[BEGIN EXTRACTED DATA]

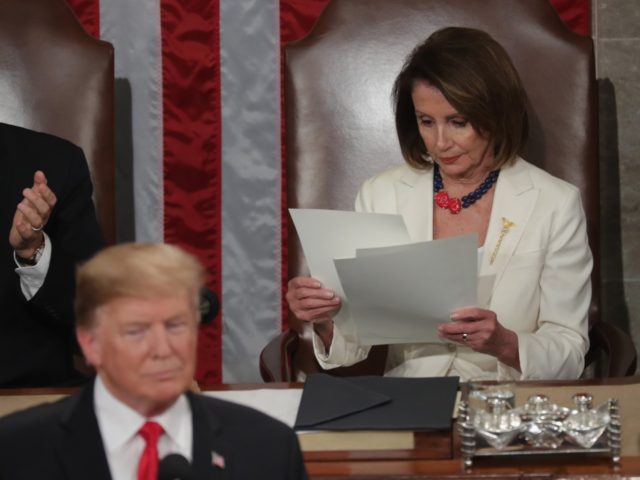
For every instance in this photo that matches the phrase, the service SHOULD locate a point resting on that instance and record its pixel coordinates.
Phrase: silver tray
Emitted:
(474, 446)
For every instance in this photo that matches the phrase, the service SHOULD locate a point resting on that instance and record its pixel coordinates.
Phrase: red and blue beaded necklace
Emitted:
(454, 205)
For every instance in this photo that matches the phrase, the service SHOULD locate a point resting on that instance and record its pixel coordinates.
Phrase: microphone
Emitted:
(175, 467)
(209, 305)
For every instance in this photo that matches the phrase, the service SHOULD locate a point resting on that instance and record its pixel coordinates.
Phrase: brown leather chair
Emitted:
(57, 79)
(340, 128)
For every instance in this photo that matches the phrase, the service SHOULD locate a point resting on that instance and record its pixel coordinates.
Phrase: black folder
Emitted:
(376, 403)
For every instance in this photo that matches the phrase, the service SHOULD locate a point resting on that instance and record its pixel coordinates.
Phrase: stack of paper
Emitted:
(393, 290)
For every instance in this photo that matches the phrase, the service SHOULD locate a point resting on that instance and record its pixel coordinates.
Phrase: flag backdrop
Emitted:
(203, 103)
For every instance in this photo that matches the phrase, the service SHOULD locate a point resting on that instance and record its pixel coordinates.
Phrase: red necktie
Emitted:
(148, 466)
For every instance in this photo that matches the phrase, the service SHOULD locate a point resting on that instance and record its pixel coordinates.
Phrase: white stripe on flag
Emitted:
(134, 29)
(250, 104)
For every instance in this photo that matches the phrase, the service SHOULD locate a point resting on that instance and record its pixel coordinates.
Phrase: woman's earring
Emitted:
(427, 157)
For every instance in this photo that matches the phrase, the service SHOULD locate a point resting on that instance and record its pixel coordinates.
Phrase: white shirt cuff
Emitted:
(32, 277)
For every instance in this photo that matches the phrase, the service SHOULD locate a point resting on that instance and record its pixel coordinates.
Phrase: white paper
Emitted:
(400, 294)
(329, 234)
(279, 403)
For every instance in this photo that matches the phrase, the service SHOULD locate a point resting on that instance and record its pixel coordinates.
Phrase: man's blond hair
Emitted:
(135, 270)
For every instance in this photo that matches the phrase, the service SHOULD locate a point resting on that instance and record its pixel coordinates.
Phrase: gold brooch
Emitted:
(506, 226)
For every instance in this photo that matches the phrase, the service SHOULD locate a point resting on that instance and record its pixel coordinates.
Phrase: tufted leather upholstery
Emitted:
(339, 116)
(57, 79)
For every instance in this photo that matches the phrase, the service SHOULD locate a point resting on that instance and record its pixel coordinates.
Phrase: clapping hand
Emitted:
(31, 216)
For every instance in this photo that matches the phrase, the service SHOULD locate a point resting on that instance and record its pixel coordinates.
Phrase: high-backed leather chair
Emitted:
(340, 127)
(57, 79)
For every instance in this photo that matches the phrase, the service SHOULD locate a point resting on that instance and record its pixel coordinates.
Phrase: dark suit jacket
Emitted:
(36, 337)
(62, 441)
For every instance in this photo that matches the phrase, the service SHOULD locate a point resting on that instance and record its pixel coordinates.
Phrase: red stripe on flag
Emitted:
(191, 149)
(575, 14)
(88, 12)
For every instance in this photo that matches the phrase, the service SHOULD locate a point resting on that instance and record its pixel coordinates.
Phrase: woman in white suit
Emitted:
(461, 121)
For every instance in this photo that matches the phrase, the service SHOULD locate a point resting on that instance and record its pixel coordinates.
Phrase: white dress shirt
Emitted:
(32, 277)
(119, 425)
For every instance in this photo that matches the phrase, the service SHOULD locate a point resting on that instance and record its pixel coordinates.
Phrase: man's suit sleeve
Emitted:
(74, 233)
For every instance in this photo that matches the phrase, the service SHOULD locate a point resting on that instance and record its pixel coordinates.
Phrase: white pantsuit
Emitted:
(542, 267)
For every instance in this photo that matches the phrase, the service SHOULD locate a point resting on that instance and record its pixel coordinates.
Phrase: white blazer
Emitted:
(542, 267)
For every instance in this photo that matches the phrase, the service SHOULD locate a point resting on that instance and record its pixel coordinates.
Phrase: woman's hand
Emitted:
(480, 330)
(312, 303)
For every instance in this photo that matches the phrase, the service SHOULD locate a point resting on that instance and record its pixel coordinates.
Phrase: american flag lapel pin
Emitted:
(506, 226)
(217, 460)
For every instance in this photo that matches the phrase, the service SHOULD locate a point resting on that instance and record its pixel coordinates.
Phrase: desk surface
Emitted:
(436, 455)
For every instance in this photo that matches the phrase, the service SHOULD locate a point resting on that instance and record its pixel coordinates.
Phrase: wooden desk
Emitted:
(436, 455)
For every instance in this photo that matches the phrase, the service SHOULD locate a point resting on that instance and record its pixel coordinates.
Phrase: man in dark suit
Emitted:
(137, 313)
(49, 225)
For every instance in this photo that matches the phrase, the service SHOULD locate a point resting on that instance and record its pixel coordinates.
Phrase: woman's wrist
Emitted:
(324, 330)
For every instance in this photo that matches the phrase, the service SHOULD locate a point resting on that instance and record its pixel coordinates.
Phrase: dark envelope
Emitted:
(376, 403)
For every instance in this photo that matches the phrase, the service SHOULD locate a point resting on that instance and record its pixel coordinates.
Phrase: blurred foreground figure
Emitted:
(137, 311)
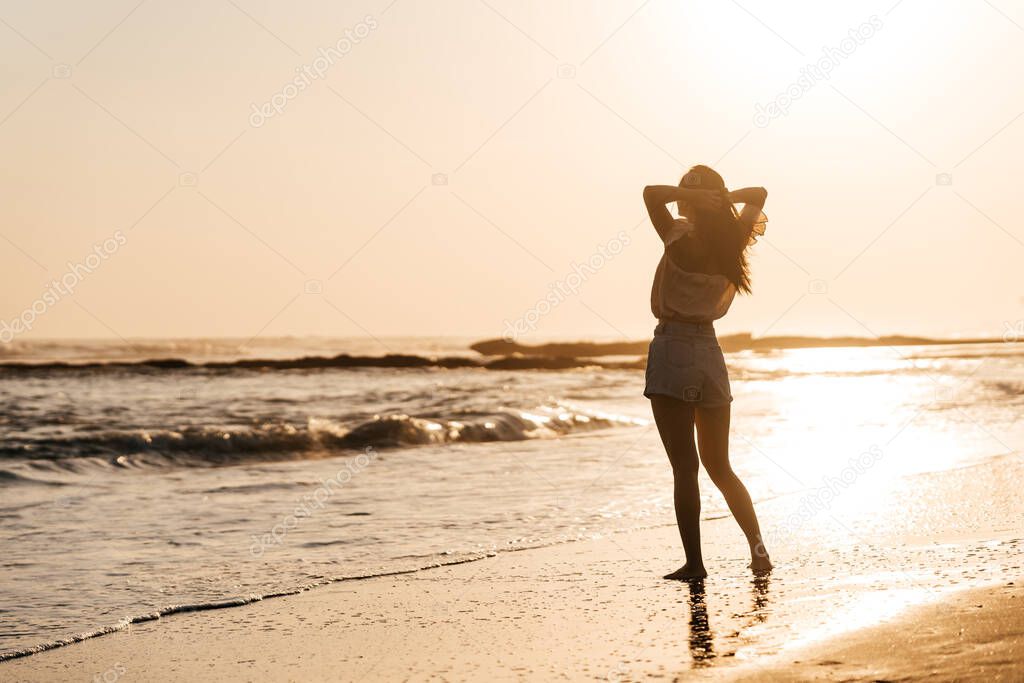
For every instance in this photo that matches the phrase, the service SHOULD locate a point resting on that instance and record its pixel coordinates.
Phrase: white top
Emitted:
(689, 297)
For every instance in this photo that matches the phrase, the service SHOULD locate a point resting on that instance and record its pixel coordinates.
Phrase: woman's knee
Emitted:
(685, 461)
(721, 475)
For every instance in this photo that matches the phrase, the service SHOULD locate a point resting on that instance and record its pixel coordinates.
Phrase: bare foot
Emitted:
(686, 572)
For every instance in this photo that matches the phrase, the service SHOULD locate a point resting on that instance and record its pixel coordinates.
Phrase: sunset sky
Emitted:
(460, 158)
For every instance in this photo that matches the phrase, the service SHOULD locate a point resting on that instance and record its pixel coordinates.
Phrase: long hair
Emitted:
(722, 245)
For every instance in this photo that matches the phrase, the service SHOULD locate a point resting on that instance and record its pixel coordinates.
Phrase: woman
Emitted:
(702, 267)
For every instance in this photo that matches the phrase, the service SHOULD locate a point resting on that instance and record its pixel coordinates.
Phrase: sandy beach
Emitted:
(854, 597)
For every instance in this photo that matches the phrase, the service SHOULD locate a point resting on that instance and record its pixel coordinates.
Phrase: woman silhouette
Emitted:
(702, 267)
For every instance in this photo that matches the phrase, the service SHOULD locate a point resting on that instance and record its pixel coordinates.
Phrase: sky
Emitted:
(468, 167)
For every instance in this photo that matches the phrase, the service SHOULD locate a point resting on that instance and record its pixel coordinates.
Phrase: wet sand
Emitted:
(975, 635)
(847, 582)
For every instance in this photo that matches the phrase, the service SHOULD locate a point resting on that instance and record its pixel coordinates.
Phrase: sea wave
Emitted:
(343, 360)
(274, 440)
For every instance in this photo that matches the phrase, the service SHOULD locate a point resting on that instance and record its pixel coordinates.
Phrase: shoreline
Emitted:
(594, 609)
(598, 609)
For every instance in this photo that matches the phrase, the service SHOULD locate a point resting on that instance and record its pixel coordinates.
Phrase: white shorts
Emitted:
(685, 363)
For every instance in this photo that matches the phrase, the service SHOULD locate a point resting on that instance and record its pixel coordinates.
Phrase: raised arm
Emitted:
(753, 200)
(657, 197)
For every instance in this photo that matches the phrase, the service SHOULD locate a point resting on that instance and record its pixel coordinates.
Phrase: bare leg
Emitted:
(675, 423)
(713, 436)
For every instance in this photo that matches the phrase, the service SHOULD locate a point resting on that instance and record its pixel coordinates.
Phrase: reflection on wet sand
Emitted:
(701, 640)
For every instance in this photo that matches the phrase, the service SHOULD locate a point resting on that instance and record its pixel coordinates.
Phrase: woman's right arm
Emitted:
(753, 200)
(657, 197)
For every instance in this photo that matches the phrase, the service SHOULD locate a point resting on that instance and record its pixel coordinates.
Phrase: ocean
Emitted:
(133, 488)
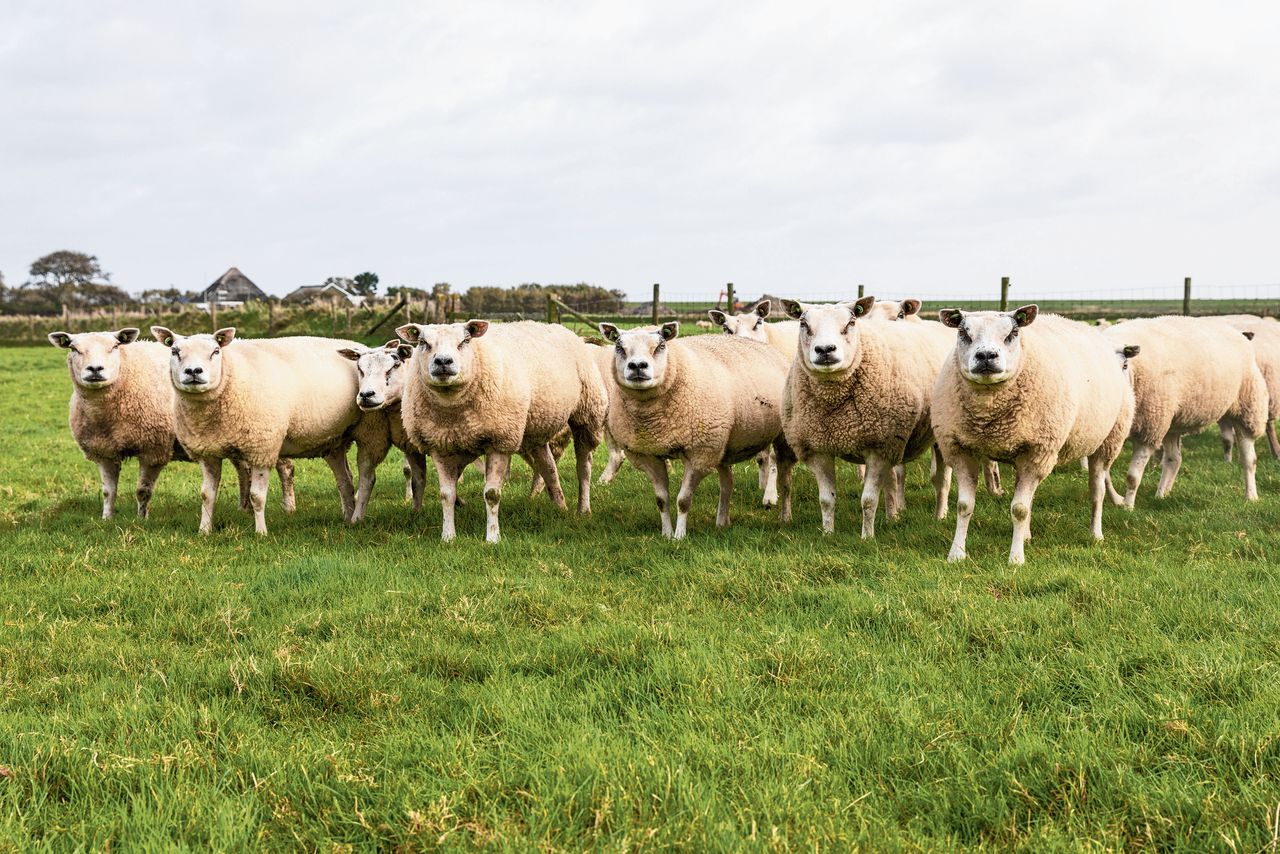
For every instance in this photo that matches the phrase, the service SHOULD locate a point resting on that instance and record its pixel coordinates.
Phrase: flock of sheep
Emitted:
(865, 382)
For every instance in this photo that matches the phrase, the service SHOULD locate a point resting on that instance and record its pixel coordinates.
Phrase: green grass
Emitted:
(586, 684)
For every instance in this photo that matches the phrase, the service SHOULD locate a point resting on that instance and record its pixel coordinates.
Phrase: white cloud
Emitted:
(913, 146)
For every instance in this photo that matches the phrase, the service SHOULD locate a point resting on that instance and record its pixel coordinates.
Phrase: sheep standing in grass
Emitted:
(709, 400)
(1033, 393)
(498, 391)
(1194, 371)
(122, 406)
(256, 402)
(782, 337)
(1266, 350)
(380, 373)
(859, 391)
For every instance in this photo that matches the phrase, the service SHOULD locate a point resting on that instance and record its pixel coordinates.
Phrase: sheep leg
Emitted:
(366, 469)
(1170, 461)
(260, 476)
(658, 474)
(147, 475)
(611, 469)
(1028, 475)
(416, 483)
(991, 478)
(1142, 452)
(242, 478)
(110, 475)
(1100, 478)
(786, 461)
(497, 465)
(726, 478)
(584, 450)
(880, 475)
(967, 492)
(1248, 462)
(769, 478)
(685, 498)
(213, 474)
(337, 461)
(284, 473)
(824, 473)
(545, 466)
(1228, 434)
(940, 473)
(449, 471)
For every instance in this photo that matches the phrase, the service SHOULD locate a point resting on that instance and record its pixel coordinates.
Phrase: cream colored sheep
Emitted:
(1033, 393)
(860, 391)
(782, 337)
(1194, 371)
(709, 400)
(498, 391)
(945, 341)
(256, 402)
(1266, 350)
(122, 406)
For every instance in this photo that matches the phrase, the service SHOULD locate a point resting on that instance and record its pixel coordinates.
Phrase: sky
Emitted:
(791, 147)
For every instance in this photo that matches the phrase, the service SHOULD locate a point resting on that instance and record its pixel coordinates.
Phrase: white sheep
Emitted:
(782, 337)
(708, 400)
(256, 402)
(1033, 393)
(498, 391)
(122, 406)
(1266, 348)
(1194, 371)
(860, 391)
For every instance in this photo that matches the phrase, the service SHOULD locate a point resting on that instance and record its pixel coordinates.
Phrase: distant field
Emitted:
(586, 684)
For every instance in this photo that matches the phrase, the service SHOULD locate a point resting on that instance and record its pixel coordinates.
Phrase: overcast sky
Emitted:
(791, 147)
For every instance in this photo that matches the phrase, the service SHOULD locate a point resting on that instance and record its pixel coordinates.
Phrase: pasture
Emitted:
(588, 685)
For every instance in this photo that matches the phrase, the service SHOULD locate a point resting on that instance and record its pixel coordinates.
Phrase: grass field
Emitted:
(586, 684)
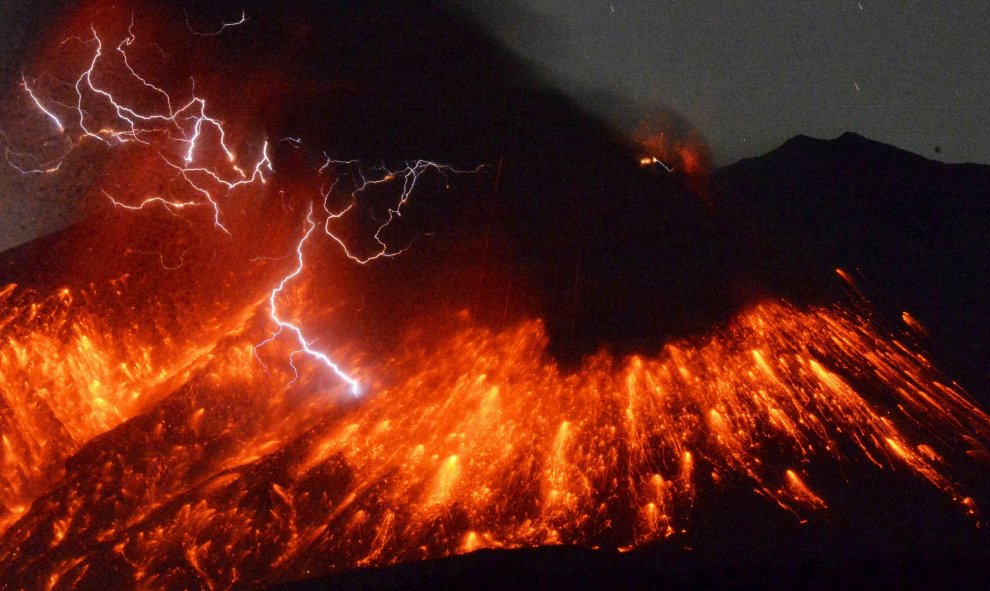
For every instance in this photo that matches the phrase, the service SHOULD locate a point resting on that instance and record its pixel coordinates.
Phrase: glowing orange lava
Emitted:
(144, 444)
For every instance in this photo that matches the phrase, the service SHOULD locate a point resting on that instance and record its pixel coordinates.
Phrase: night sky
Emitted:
(746, 75)
(749, 75)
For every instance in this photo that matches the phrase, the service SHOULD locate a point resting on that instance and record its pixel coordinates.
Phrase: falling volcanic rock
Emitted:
(162, 428)
(912, 231)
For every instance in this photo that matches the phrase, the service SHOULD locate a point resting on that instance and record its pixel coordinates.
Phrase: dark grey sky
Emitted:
(750, 74)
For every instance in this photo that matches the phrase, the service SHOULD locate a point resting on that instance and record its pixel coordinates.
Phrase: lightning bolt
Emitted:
(286, 326)
(223, 26)
(406, 176)
(179, 134)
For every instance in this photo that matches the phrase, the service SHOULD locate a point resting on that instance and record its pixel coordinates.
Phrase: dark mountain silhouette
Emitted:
(565, 223)
(914, 232)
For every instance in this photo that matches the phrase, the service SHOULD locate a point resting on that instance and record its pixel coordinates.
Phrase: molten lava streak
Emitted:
(164, 455)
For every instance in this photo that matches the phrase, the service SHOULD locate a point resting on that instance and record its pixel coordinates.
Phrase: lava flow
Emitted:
(209, 438)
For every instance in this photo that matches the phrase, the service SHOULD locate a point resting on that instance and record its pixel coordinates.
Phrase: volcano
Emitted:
(395, 314)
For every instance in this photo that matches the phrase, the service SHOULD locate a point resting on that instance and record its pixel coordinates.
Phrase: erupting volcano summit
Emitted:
(308, 322)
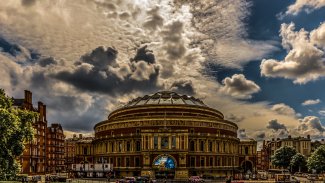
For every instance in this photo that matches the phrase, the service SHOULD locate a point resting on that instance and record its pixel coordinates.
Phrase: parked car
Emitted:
(298, 174)
(195, 179)
(210, 177)
(130, 179)
(142, 179)
(294, 180)
(312, 177)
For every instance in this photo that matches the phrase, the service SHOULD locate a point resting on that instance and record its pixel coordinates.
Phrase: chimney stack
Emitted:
(28, 99)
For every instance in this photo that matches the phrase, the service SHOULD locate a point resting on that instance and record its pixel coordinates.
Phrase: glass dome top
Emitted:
(165, 98)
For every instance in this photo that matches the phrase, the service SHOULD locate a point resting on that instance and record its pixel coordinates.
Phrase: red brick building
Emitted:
(55, 149)
(33, 159)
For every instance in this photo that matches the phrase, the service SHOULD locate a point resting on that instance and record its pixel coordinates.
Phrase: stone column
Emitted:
(178, 145)
(159, 142)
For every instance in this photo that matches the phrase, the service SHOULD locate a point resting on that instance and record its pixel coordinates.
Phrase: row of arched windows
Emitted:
(213, 146)
(118, 146)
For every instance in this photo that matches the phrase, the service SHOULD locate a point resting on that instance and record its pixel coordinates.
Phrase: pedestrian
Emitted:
(228, 180)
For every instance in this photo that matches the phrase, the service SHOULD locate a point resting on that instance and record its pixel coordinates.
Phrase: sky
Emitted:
(260, 62)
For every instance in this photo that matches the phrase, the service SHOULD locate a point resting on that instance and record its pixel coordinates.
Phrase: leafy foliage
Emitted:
(298, 161)
(317, 159)
(15, 129)
(282, 156)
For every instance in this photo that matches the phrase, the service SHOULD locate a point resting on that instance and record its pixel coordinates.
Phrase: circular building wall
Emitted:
(169, 126)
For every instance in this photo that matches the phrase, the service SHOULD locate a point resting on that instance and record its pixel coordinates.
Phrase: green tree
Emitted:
(282, 156)
(15, 129)
(298, 161)
(317, 159)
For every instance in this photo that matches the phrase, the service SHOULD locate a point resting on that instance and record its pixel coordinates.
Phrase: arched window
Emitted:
(210, 146)
(218, 150)
(119, 146)
(128, 146)
(138, 146)
(192, 146)
(202, 145)
(112, 148)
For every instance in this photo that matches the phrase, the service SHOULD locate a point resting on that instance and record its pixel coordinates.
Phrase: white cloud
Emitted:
(223, 33)
(310, 102)
(321, 112)
(283, 109)
(239, 87)
(305, 5)
(63, 31)
(305, 59)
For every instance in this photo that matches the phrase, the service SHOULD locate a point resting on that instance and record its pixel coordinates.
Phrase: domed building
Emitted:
(169, 135)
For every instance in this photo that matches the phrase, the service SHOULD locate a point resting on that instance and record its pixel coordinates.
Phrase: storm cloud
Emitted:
(275, 125)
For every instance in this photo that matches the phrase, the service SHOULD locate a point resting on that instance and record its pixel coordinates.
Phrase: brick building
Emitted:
(70, 150)
(55, 149)
(33, 159)
(303, 145)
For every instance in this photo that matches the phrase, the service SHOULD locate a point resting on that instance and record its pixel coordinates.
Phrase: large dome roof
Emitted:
(165, 98)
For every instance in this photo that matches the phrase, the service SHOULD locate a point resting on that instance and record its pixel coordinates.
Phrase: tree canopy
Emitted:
(15, 129)
(317, 159)
(282, 156)
(298, 161)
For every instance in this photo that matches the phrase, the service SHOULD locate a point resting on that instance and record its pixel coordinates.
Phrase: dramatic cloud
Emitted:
(183, 87)
(87, 58)
(305, 5)
(310, 102)
(321, 112)
(283, 109)
(304, 62)
(223, 32)
(275, 125)
(99, 72)
(242, 134)
(239, 87)
(234, 118)
(311, 125)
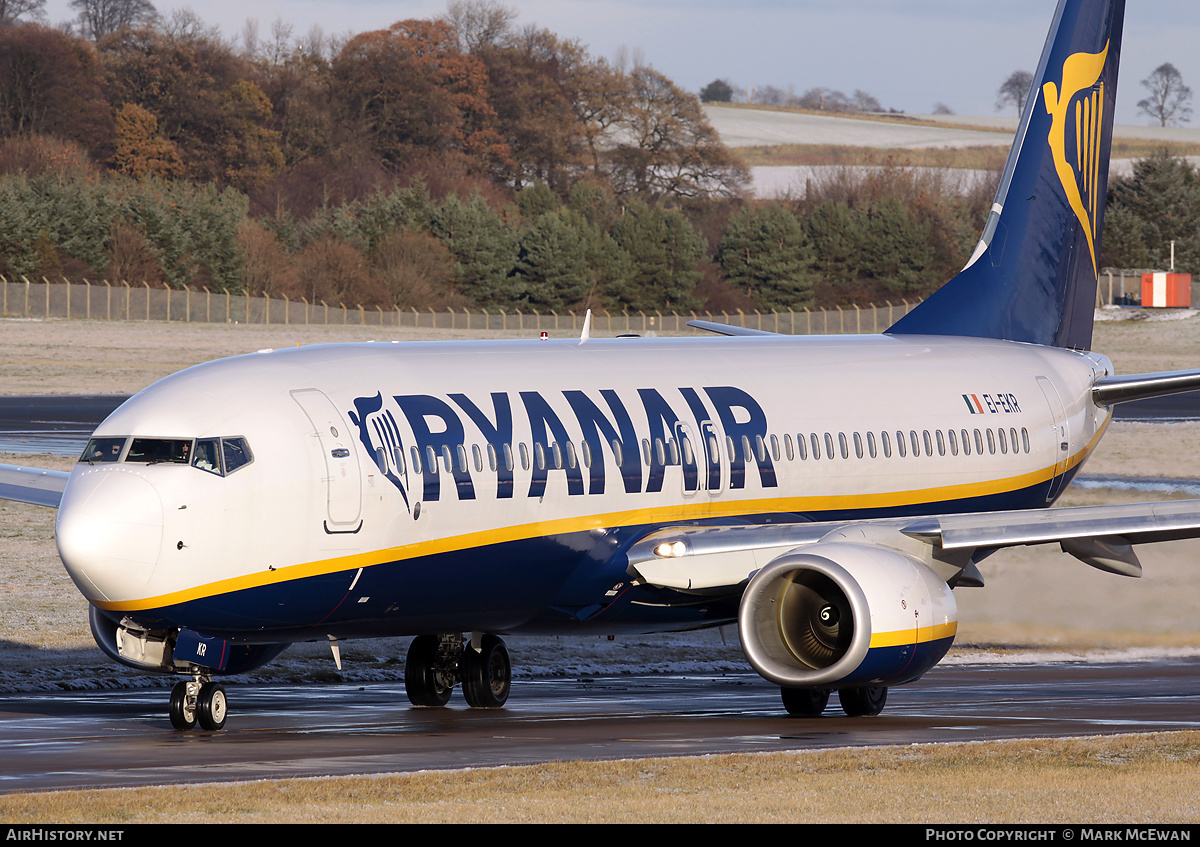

[END EXTRACTED DATA]

AIM: Count the lines of the records above that contain the string "silhouette". Give only the number.

EXERCISE ANSWER: 2